** Begin **

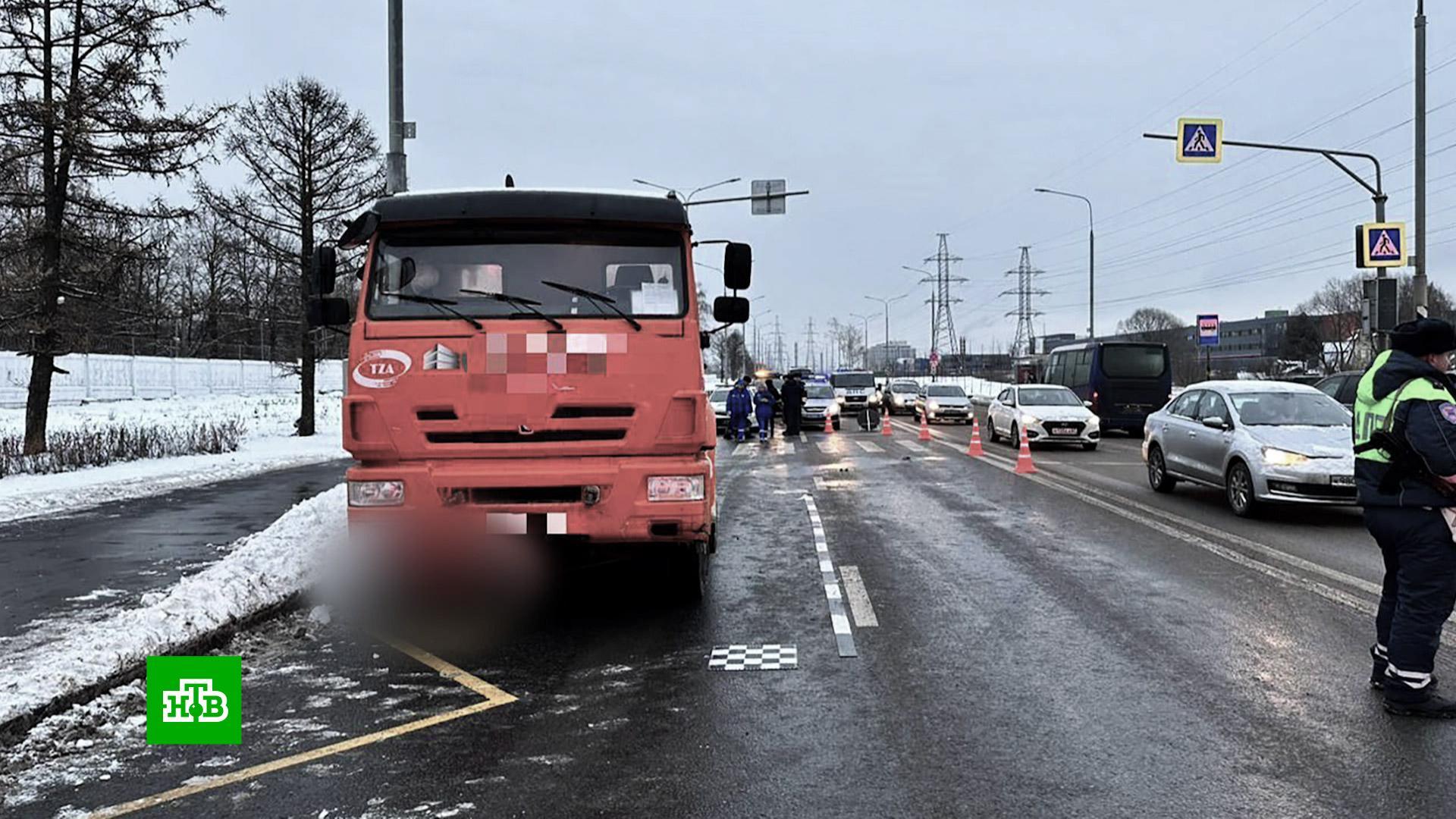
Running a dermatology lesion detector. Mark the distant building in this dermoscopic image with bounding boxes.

** End **
** Begin **

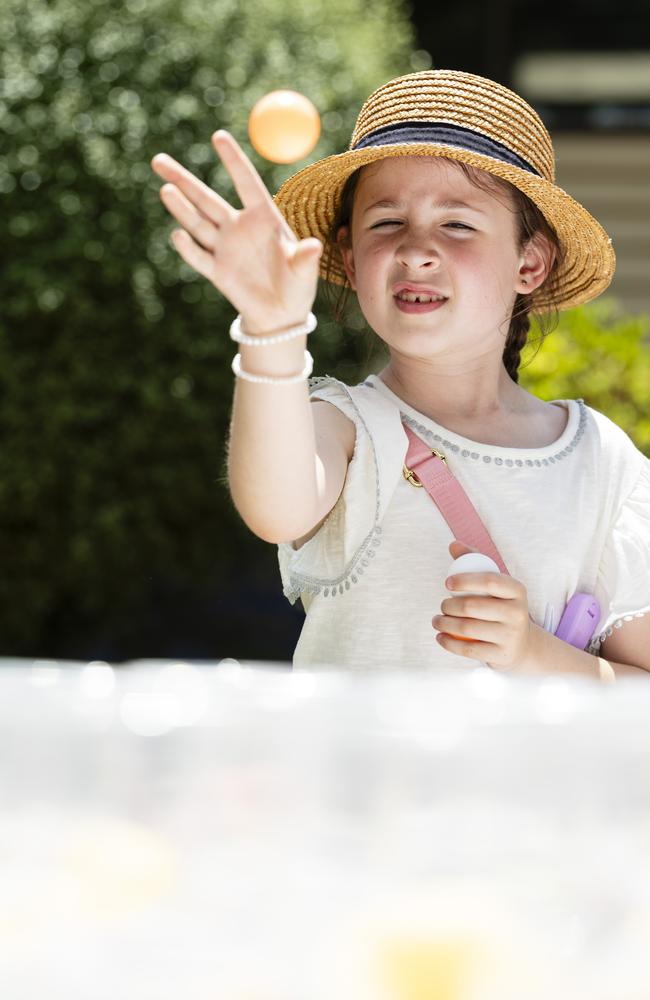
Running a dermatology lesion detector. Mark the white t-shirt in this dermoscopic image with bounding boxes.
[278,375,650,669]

** End **
** Begin **

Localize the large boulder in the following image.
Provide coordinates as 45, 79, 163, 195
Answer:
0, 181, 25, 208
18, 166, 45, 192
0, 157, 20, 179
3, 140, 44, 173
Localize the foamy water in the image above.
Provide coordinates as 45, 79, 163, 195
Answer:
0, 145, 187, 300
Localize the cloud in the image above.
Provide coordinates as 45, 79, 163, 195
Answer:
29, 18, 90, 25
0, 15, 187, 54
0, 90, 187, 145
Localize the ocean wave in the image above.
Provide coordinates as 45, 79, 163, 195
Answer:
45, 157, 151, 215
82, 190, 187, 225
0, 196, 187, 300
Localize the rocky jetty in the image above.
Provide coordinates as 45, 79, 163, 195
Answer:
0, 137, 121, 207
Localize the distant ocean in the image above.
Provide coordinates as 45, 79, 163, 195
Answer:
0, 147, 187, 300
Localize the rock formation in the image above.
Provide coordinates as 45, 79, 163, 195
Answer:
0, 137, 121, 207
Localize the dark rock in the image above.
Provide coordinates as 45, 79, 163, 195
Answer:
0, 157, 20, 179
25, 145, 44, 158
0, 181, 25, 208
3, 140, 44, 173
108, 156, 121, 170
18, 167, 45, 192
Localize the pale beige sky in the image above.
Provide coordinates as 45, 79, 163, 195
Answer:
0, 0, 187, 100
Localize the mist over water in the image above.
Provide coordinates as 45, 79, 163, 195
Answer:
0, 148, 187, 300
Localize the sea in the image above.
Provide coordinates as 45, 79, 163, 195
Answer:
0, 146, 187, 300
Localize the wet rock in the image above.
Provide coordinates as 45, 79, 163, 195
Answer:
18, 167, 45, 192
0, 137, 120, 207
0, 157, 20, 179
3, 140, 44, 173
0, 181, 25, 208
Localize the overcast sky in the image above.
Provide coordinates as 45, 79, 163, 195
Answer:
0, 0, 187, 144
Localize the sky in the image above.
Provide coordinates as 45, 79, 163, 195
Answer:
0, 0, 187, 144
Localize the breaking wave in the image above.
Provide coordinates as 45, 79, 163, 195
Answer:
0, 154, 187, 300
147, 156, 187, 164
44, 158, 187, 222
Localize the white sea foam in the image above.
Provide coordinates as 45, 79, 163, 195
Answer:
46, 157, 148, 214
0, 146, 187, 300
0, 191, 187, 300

** End **

WHAT TO PRODUCE | Copy out the lines from the one containing "Localize the distant" through the one containing "0, 148, 187, 300", with both of those lines included.

OUTPUT BELOW |
Localize the distant ocean in the image above.
Provide coordinates as 45, 79, 163, 195
Answer:
0, 147, 187, 300
Localize the rock formation in the image above.
Provide coordinates as 45, 79, 163, 195
Answer:
0, 137, 121, 207
Localize the dark rock in the image above.
Provide coordinates as 45, 79, 163, 195
Answer:
0, 157, 20, 179
25, 145, 44, 158
0, 181, 25, 208
3, 140, 44, 173
108, 156, 121, 170
18, 167, 45, 192
Localize the pale beige sky in the image above.
Provide coordinates as 45, 79, 163, 195
Answer:
0, 0, 187, 100
Localize the mist over water in the image above.
Provide coordinates as 45, 79, 163, 195
Answer:
0, 148, 187, 300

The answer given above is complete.